*Objective*.
Edit the text on discipline of insolvency practitioners by rewriting everything from "Discipline and deregistration" down to "the Corporations legislation?" with "CALDB" replaced by "Board".

Begin Document text

Discipline and deregistration of insolvency practitioners

Discussion questions

  • Are there any reforms that should be made to either the Committee’s or the CALDB’s systems of disciplining practitioners to improve their operation? 
  • Do you think that aligning the disciplinary frameworks will provide for more consistent and improved outcomes for practitioners and other stakeholders between personal and corporate insolvency?
  • If a Committee structure is adopted for registered liquidators:
    • Should there be any amendments to the framework that underpins the current personal insolvency committee system?
    • Should the statutory framework for the committee system currently in the Bankruptcy Act be replicated in the Corporations legislation?
    • Should ASIC be statutorily required to provide a show‑cause notice to the practitioner before establishing a committee?
    • Should the committee consist of a member of ASIC, a member of the IPA, and an appointee of the Minister?
    • Should there be a time limit for decisions by the committee? Should it be aligned with the current time limit for bankruptcy?
  • If a Committee structure is not adopted for registered liquidators, what specific reform options should be adopted under either the CALDB or Committee regimes? In particular:
  • Should a statutory timeframe be introduced for decisions by the CALDB?
  • Are there any powers that the CALDB currently has that should equally be conferred upon a Committee under the Bankruptcy Act or vice versa?
  • What, if any, other reforms should be made in respect of the transparency of Board and Committee hearings and decisions?
  • Should a committee constituted under the Bankruptcy Act be empowered to summon a third party to appear at a hearing to give evidence and be cross examined?
  • Should mechanisms be put in place to impose sanctions on practitioners or witnesses who fail to attend or provide books to a Committee or Board?

End Document text
Begin Data segment

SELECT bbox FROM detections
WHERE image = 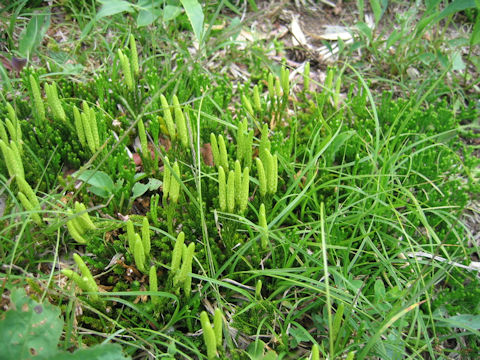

End Data segment

*Solution*.
Discipline and deregistration of insolvency practitioners

Discussion questions

  • Are there any reforms that should be made to either the Committee’s or the Board’s systems of disciplining practitioners to improve their operation? 
  • Do you think that aligning the disciplinary frameworks will provide for more consistent and improved outcomes for practitioners and other stakeholders between personal and corporate insolvency?
  • If a Committee structure is adopted for registered liquidators:
    • Should there be any amendments to the framework that underpins the current personal insolvency committee system?
    • Should the statutory framework for the committee system currently in the Bankruptcy Act be replicated in the Corporations legislation?